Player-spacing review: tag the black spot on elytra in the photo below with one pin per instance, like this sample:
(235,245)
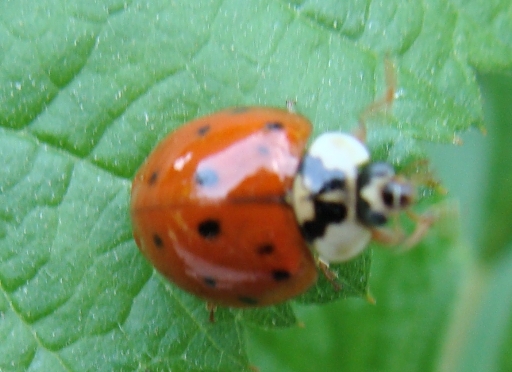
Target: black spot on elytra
* * *
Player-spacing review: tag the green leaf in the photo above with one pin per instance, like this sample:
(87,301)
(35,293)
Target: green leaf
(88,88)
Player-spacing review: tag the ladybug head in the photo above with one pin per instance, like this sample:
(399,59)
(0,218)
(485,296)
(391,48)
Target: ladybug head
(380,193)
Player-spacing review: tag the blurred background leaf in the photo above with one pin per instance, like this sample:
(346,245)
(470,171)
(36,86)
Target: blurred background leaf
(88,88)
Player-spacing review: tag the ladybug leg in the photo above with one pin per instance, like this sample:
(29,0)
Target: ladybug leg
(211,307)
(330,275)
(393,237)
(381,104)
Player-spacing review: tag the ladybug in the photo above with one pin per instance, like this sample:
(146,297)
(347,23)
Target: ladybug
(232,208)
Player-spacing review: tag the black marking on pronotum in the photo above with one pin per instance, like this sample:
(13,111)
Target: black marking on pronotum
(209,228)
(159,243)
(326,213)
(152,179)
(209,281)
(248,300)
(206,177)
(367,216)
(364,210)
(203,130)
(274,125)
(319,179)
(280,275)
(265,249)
--
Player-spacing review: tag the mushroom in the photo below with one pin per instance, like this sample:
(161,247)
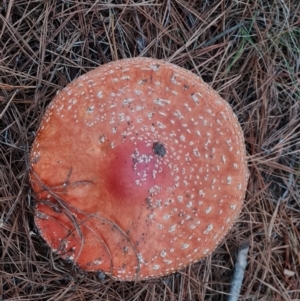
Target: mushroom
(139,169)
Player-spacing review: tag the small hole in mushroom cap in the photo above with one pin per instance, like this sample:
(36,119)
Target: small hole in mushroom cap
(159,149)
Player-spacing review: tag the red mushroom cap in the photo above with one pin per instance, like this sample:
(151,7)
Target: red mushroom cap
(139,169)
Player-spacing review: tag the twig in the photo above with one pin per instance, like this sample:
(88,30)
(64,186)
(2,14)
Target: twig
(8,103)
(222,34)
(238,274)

▸ **Assignment**
Copy only what lies between the line with "Player-spacing review: tag the black spot" and the line with "Target: black spot on elytra", those two lines included, exactly as given above; pictures stay out.

▸ **Result of this task**
Player-spacing review: tag the black spot on elytra in the photo below with one pin per instance, like this sample:
(235,245)
Target: black spot on elytra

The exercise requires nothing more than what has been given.